TEXT SECTION

Hong Kong’s Rosaryhill School to be taken over by private institution, prompting famous alumnus to call for more ‘energy’ in sponsoring body

  • Dalton School Hong Kong to assume stewardship of Rosaryhill Kindergarten and Rosaryhill School next academic year
  • ‘The sponsoring body needs to be energised enough to address new challenges,’ says Bernard Chan, former Executive Council convenor

A decision by a well-known Hong Kong school to be folded into a private institution has led alumnus and former top government adviser Bernard Chan to underscore challenges in the city’s education landscape and call for more “energy’ in the sponsoring body.

The Dalton School Hong Kong on Friday said it would assume stewardship of the privately funded Rosaryhill Kindergarten and Rosaryhill School in the Mid-Levels the next academic year. They will merge with Dalton’s primary schools and kindergartens on the other side of the city in West Kowloon.

Rosaryhill Secondary School will shift from an aided school to a privately funded one as part of the merger.

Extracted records
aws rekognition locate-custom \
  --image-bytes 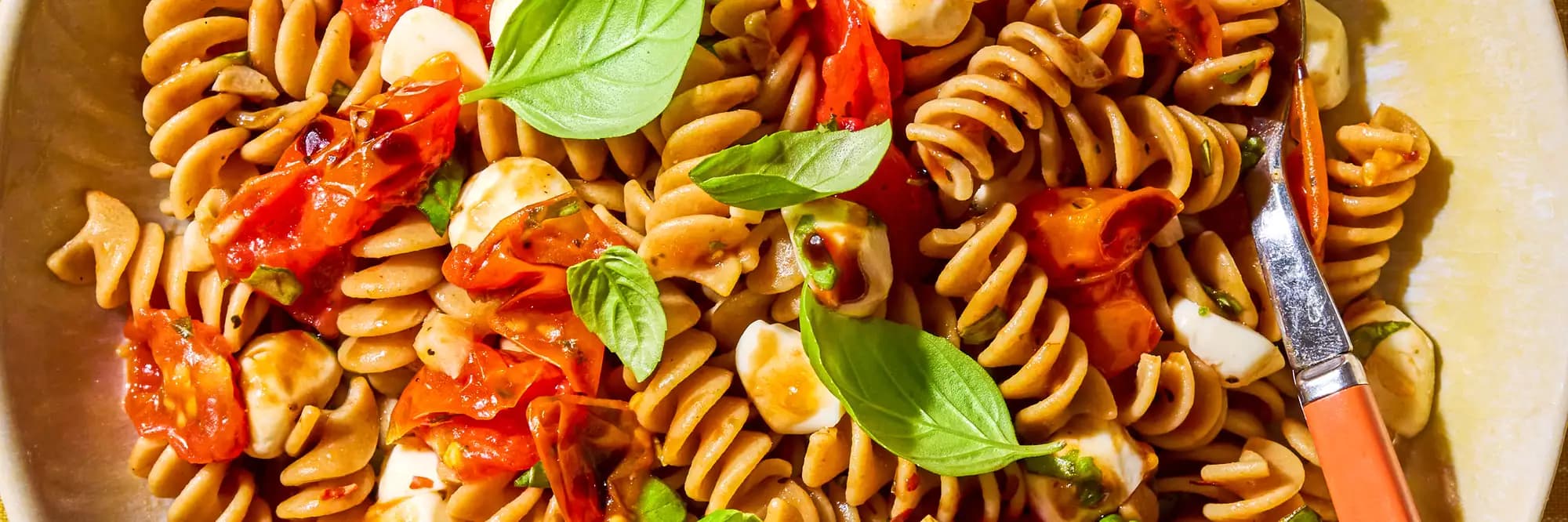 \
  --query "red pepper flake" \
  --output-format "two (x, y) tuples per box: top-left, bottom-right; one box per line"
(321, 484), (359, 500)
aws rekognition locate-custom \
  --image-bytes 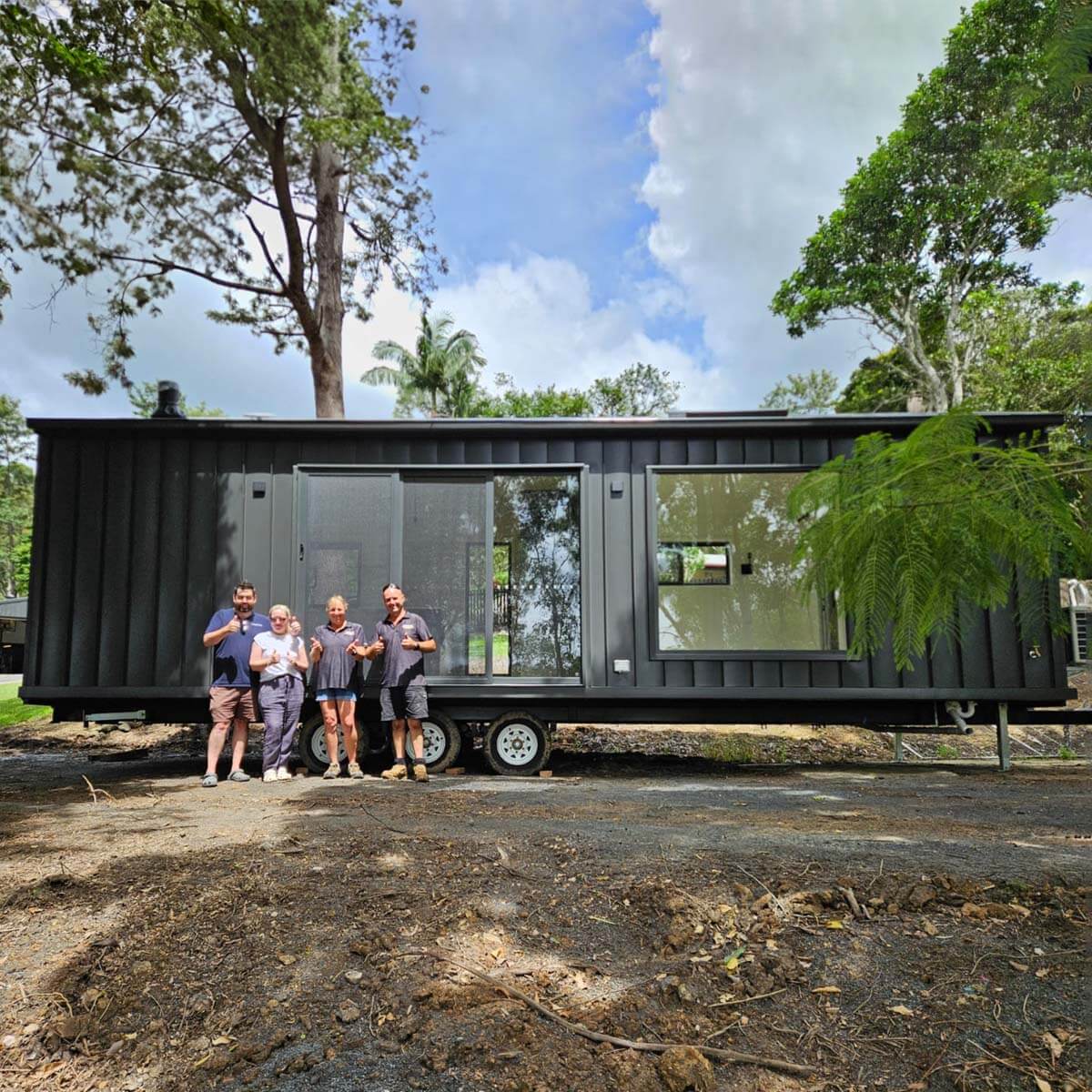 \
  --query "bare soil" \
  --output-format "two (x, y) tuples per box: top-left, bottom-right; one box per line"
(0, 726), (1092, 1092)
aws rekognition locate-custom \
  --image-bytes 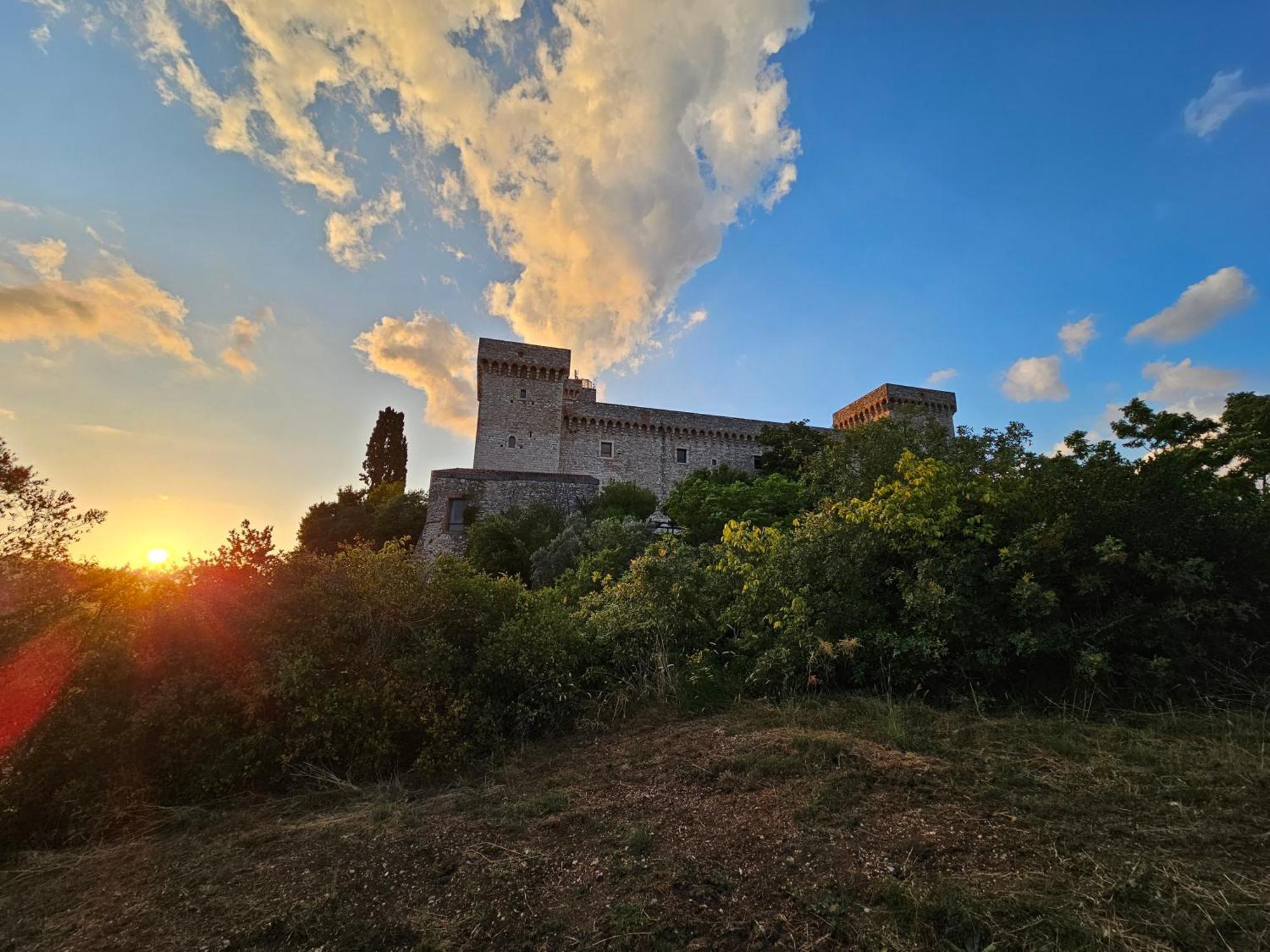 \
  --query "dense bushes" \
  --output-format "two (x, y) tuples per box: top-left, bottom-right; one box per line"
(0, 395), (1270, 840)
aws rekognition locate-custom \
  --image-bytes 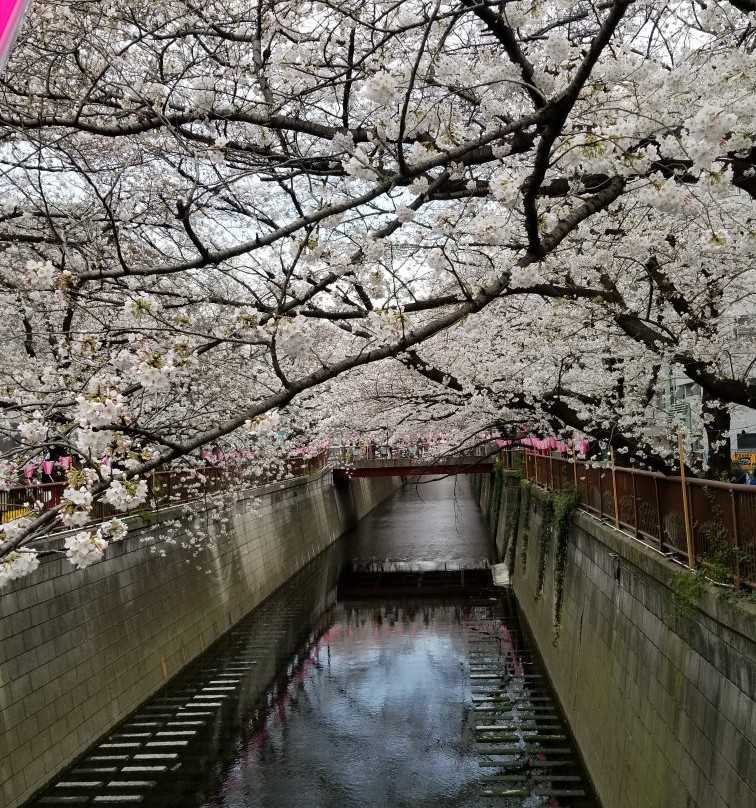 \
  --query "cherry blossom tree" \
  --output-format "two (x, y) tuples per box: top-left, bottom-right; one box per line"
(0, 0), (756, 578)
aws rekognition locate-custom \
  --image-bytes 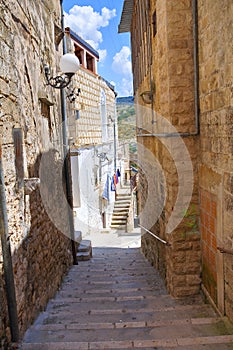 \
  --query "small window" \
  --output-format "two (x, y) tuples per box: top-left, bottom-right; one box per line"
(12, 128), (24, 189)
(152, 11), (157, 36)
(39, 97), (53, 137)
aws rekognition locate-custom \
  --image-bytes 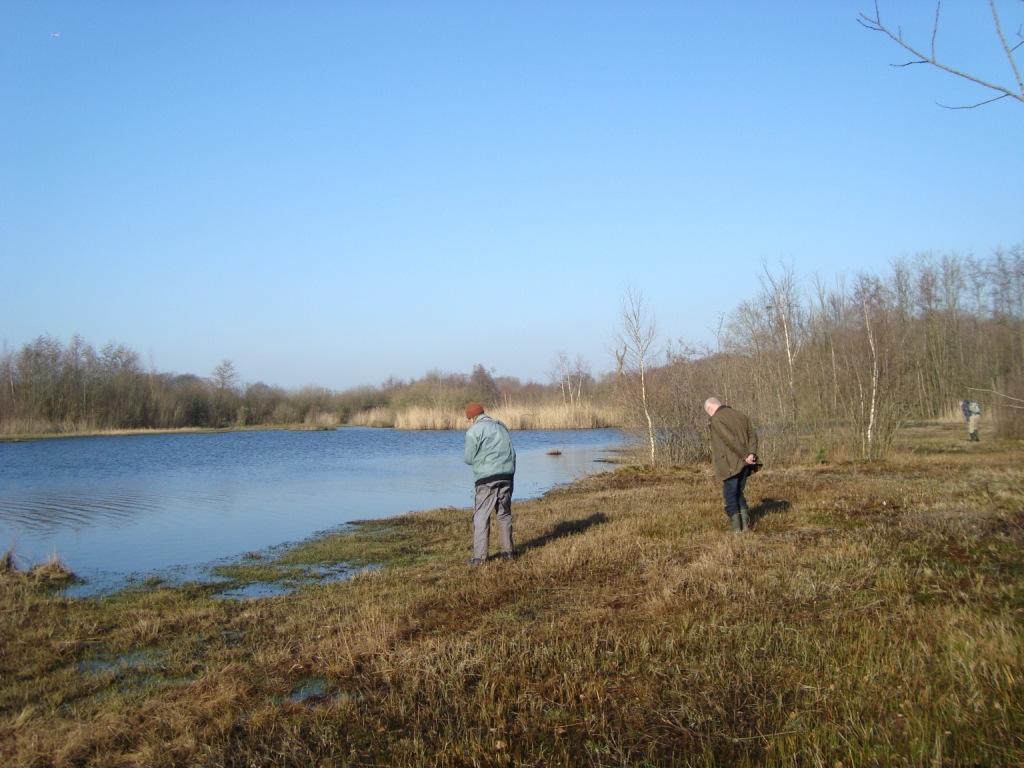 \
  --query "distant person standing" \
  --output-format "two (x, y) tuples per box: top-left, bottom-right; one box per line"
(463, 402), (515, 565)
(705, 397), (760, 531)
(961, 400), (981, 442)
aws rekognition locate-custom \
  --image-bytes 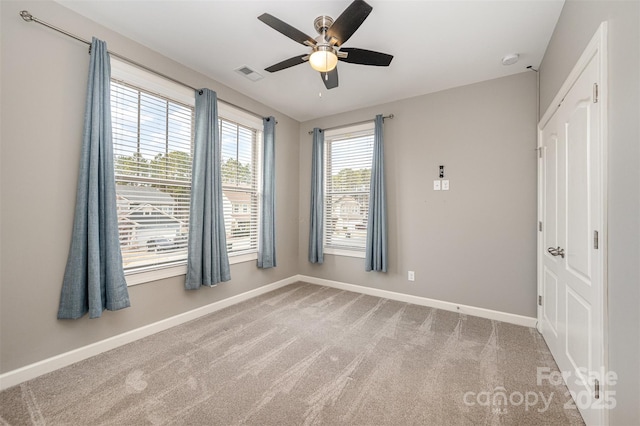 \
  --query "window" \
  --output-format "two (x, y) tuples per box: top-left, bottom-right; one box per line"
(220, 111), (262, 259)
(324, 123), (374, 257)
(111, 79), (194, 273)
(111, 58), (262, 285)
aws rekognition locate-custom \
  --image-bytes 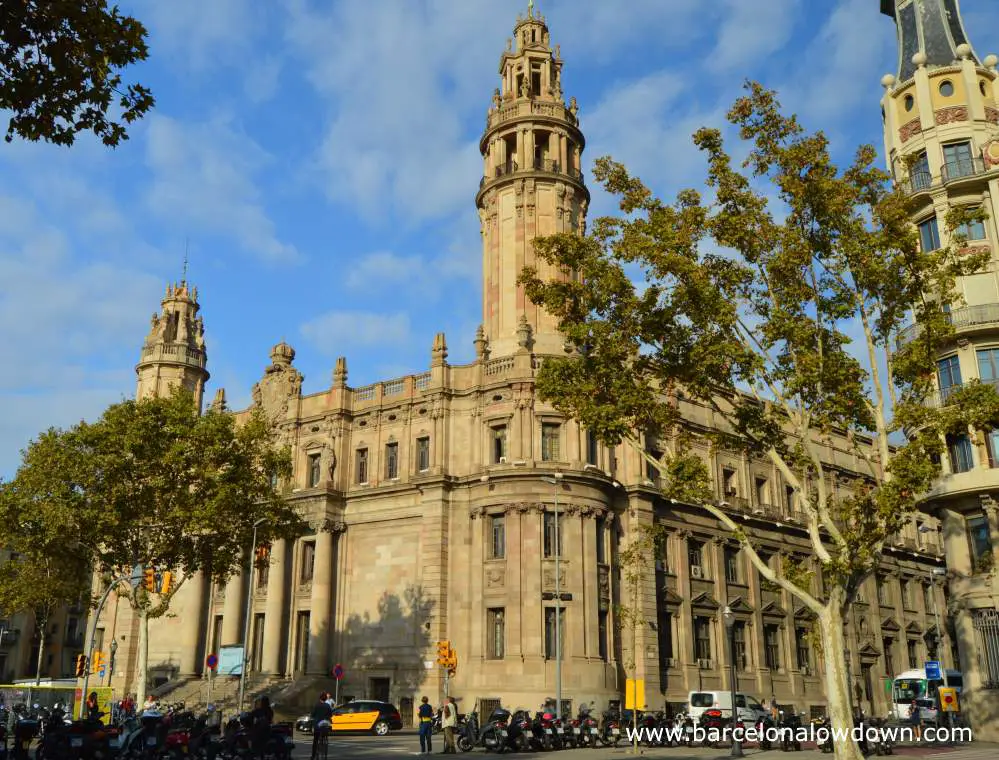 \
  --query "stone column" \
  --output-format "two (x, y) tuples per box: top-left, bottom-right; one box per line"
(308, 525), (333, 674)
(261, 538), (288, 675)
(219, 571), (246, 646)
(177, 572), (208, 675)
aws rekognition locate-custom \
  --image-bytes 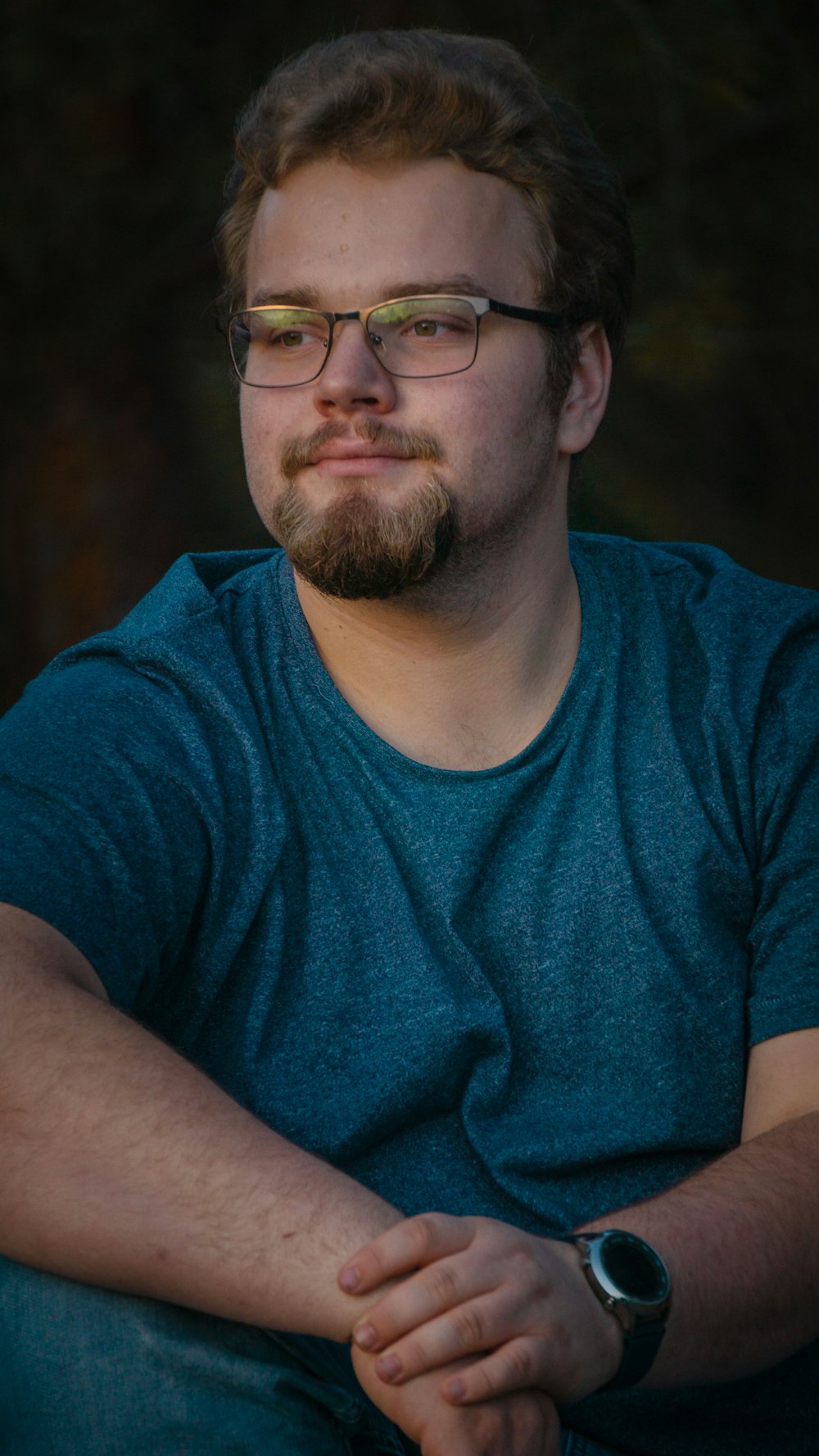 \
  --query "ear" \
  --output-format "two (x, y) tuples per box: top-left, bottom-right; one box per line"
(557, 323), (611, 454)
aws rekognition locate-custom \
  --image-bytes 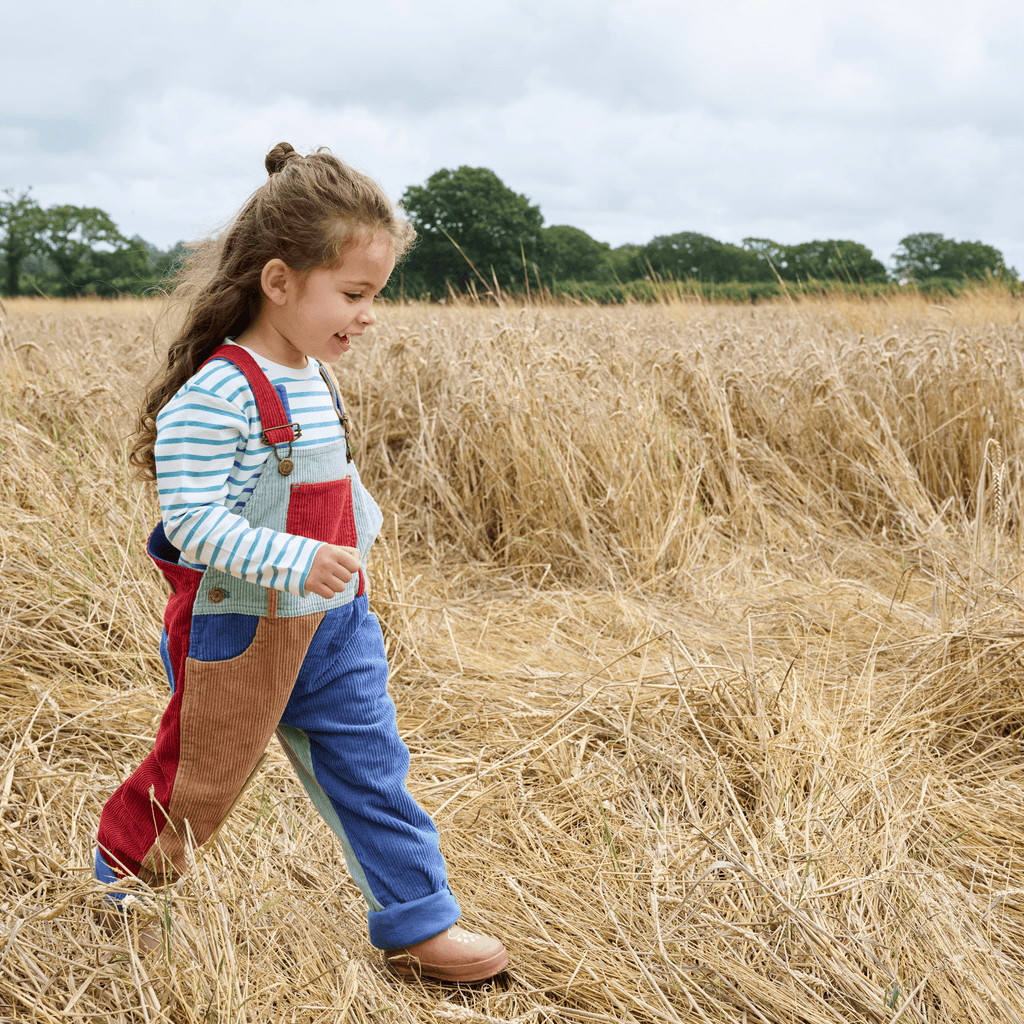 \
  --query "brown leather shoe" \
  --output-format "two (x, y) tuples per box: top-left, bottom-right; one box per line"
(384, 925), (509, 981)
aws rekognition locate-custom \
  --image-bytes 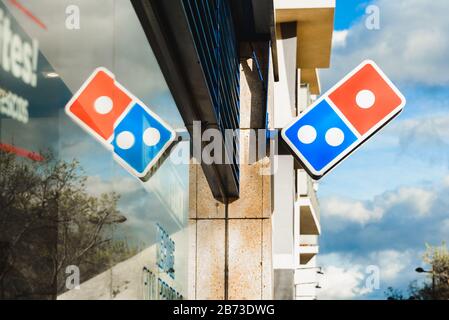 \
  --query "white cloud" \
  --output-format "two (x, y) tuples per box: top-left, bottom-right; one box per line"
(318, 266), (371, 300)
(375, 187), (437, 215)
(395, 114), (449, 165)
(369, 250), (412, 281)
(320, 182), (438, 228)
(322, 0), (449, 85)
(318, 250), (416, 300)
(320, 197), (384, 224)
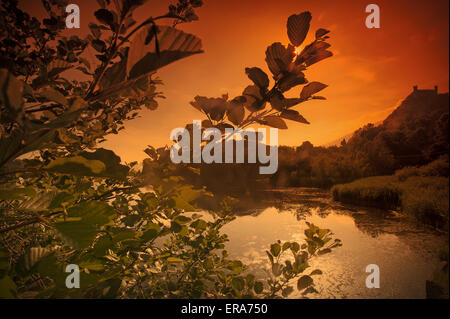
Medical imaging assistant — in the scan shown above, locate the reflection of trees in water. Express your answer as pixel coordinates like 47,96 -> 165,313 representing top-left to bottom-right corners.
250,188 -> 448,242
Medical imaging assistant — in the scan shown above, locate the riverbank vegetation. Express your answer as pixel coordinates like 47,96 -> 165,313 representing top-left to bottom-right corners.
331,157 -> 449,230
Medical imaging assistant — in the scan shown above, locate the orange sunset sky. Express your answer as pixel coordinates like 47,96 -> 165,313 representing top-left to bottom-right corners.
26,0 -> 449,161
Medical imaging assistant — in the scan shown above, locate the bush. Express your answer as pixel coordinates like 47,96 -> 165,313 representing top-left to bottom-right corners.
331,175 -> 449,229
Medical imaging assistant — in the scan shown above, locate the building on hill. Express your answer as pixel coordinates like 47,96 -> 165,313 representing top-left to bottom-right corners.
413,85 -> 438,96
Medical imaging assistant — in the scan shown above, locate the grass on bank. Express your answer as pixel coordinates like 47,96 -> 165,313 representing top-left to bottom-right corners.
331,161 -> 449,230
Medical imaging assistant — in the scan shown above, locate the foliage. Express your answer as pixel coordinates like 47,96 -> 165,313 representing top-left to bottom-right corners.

PARTS OF THE EXERCISE
a) Summarize the article on Rosaryhill School in two sentences.
b) Transcribe the article on Rosaryhill School from "The Dalton School" to "of the merger.".
Rely only on the text itself.

OUTPUTS BY TASK
a) Dalton School Hong Kong will assume stewardship of Rosaryhill Kindergarten and Rosaryhill School in the Mid-Levels next academic year, merging them with its primary schools and kindergartens in West Kowloon, while Rosaryhill Secondary School will shift from an aided school to a privately funded one. The decision led alumnus and former Executive Council convenor Bernard Chan to underscore challenges in the city's education landscape and call for more energy in the sponsoring body.

b)
The Dalton School Hong Kong on Friday said it would assume stewardship of the privately funded Rosaryhill Kindergarten and Rosaryhill School in the Mid-Levels the next academic year. They will merge with Dalton’s primary schools and kindergartens on the other side of the city in West Kowloon.

Rosaryhill Secondary School will shift from an aided school to a privately funded one as part of the merger.